**TO DO:** Among the records below, find each line that includes the string "along" and copy it.

───── DATA TO EXAMINE

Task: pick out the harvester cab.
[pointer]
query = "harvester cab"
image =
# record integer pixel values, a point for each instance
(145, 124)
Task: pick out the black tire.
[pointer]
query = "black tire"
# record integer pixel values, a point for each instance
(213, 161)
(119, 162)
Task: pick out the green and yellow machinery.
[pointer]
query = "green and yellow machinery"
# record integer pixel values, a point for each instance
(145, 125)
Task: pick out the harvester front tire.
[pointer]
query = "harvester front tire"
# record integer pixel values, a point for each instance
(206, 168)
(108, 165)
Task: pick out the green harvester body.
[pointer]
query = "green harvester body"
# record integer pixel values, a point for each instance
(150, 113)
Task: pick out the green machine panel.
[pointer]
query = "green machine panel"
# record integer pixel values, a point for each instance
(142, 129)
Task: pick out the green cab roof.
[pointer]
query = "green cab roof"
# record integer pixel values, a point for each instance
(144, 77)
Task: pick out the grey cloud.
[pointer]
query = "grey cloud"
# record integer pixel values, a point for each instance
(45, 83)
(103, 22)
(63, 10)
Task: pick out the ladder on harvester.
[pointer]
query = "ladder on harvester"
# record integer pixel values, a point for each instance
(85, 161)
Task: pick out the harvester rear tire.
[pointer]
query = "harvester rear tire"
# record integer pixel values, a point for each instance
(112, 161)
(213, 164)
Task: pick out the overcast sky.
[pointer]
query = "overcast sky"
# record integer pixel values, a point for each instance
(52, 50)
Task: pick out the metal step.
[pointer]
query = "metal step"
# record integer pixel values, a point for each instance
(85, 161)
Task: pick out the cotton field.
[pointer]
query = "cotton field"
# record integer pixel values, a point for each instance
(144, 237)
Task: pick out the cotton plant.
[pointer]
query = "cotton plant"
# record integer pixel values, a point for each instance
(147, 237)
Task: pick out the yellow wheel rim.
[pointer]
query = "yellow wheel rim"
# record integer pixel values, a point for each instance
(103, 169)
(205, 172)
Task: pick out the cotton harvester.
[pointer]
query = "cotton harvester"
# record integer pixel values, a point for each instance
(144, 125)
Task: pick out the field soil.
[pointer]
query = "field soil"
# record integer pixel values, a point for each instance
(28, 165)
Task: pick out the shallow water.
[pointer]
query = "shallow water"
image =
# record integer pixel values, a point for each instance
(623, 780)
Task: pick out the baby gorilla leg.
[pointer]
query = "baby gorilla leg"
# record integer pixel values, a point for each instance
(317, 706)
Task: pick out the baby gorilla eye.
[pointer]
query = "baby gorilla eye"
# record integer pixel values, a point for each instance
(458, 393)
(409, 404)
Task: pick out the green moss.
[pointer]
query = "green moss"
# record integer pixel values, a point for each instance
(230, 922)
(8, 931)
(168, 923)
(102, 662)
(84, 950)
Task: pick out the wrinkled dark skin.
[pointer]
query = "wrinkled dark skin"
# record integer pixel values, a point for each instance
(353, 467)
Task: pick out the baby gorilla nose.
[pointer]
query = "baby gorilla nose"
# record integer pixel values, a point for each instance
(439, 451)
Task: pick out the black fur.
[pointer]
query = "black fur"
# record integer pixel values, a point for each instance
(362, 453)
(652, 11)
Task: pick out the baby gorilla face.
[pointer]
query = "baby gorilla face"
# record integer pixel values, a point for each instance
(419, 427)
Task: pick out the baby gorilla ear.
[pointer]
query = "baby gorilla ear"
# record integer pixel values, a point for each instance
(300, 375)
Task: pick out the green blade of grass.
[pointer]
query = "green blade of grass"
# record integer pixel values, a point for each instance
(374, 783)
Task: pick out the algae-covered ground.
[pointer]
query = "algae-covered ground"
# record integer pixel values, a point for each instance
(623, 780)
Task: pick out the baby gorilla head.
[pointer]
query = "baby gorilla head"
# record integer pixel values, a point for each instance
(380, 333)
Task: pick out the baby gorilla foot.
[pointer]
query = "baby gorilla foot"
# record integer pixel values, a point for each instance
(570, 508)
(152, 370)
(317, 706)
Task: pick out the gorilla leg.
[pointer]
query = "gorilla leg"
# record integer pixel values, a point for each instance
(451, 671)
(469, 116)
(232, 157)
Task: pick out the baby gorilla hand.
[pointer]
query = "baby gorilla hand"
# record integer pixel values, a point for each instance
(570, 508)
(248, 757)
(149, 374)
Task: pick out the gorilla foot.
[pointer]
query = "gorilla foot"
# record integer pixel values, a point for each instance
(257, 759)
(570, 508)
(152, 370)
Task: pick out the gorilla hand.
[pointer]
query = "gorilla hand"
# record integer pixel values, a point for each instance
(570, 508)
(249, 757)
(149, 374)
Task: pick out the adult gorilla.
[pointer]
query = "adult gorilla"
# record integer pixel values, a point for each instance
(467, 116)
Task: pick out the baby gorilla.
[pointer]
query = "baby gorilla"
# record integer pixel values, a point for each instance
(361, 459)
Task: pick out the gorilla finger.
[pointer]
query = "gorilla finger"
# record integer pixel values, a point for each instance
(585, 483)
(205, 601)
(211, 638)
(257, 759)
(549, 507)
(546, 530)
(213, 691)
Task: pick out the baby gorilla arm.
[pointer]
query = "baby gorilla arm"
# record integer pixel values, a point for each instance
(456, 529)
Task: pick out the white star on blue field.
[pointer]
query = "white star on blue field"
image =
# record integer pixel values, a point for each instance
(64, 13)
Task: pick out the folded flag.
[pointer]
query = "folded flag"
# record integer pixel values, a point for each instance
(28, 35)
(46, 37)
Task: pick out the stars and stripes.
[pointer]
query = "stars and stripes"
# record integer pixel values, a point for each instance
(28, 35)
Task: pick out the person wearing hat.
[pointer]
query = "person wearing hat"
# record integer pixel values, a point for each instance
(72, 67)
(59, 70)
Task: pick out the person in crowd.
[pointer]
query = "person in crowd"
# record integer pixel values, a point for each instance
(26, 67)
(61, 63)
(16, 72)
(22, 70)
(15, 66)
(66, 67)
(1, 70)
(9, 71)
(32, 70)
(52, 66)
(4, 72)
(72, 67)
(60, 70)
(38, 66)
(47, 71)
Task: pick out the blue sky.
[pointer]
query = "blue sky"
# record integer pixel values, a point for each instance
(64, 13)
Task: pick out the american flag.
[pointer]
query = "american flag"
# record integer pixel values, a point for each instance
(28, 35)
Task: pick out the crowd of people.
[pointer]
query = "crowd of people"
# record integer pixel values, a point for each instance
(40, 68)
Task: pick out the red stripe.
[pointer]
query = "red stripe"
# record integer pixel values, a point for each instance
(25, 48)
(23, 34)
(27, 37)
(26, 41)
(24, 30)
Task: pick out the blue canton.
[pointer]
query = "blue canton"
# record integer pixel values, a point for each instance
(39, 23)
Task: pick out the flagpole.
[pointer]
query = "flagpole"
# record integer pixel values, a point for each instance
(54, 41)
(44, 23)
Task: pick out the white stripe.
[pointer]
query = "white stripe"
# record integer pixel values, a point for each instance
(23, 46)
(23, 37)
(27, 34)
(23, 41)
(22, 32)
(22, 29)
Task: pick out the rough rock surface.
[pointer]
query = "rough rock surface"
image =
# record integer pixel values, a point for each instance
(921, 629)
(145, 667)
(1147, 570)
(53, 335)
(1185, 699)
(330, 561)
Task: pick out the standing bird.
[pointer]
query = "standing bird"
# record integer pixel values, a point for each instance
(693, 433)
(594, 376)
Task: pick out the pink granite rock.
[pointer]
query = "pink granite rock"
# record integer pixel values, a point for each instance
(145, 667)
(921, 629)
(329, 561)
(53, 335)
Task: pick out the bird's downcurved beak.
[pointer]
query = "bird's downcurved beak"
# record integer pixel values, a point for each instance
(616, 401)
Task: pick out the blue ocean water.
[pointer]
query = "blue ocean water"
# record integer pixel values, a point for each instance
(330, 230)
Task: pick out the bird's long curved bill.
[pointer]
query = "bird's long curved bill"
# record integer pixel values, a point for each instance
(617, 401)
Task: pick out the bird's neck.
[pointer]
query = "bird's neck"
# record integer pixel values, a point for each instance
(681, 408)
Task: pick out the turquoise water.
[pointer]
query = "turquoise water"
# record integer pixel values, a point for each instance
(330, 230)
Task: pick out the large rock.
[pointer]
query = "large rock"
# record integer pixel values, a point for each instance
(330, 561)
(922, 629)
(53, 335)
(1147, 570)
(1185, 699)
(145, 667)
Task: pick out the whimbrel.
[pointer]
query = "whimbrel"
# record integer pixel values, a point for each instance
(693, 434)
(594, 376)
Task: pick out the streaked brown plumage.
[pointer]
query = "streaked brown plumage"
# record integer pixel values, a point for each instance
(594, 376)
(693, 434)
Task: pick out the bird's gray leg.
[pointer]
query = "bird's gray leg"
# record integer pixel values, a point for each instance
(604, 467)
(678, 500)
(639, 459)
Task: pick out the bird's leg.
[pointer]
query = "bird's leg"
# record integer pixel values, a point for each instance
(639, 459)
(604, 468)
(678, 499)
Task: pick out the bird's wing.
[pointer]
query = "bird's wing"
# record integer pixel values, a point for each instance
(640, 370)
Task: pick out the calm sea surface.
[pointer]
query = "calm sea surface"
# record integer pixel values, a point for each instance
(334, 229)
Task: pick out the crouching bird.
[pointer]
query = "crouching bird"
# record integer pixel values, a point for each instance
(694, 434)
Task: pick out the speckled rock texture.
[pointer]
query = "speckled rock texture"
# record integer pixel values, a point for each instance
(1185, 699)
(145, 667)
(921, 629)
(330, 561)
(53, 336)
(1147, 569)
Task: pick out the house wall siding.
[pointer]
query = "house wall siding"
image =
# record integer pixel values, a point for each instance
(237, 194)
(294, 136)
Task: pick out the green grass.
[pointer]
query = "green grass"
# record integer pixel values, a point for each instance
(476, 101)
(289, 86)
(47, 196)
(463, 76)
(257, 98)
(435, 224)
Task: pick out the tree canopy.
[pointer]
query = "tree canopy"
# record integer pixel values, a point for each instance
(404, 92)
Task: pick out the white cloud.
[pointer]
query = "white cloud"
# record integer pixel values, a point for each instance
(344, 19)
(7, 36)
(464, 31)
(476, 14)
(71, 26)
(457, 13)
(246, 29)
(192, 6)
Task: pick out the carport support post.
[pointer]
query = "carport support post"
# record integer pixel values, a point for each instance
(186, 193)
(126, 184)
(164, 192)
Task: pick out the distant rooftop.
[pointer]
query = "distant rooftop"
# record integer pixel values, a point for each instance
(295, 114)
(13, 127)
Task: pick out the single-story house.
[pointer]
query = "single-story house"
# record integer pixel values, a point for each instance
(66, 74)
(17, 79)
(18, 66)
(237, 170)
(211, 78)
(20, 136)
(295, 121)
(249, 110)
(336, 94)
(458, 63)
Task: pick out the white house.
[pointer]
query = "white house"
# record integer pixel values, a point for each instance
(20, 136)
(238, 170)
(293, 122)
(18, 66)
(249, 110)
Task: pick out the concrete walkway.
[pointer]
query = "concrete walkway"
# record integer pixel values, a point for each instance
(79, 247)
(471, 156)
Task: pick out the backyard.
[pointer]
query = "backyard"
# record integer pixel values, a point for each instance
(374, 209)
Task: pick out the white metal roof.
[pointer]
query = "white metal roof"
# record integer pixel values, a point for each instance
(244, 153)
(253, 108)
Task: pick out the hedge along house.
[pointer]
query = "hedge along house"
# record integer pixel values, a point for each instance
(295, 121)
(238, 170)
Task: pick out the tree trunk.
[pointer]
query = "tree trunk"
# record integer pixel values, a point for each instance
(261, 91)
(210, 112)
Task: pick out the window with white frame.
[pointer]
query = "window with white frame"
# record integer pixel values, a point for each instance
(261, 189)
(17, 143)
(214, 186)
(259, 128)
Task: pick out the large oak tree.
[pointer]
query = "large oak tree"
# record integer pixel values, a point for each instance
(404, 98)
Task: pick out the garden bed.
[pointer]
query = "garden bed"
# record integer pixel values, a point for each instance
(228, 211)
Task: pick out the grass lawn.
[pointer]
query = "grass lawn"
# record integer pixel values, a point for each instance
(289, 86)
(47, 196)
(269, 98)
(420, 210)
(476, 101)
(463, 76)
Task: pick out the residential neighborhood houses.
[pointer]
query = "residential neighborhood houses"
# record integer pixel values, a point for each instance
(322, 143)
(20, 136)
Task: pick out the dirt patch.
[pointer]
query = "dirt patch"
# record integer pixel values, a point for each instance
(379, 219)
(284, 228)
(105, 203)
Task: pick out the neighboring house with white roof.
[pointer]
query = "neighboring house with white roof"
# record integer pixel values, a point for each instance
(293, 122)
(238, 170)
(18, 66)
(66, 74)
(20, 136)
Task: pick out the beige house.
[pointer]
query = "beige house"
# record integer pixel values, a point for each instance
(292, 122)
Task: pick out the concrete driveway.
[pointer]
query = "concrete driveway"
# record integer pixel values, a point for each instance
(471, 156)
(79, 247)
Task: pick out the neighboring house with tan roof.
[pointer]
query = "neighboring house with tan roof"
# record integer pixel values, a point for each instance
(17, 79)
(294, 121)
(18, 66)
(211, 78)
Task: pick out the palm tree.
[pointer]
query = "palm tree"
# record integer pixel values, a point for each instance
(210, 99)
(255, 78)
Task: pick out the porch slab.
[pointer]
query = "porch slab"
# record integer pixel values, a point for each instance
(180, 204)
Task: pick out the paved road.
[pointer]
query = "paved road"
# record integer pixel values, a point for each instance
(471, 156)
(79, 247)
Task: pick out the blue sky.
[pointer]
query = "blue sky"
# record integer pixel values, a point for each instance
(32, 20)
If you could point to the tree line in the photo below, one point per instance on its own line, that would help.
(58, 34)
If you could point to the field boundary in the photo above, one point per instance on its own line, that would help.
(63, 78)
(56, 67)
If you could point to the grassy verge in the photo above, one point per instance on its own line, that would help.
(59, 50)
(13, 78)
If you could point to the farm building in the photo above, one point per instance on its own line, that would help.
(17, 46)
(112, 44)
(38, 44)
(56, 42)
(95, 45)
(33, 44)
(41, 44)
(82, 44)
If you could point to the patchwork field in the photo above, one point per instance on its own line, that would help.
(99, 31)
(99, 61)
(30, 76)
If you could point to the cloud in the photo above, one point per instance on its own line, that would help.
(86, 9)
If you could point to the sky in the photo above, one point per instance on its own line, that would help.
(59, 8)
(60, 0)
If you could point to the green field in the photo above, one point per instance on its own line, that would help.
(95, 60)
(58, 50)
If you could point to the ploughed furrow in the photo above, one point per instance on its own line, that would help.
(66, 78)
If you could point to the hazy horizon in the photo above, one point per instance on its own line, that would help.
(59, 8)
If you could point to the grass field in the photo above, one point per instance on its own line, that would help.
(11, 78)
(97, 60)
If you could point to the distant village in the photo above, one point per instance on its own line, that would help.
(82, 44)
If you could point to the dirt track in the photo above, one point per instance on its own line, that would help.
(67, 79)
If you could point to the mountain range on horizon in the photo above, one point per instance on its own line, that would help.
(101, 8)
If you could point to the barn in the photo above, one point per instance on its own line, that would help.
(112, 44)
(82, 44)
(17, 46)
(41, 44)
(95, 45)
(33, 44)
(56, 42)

──────────

**WRITTEN SOLUTION:**
Task: pick out the hedge along house.
query = "hedge along house"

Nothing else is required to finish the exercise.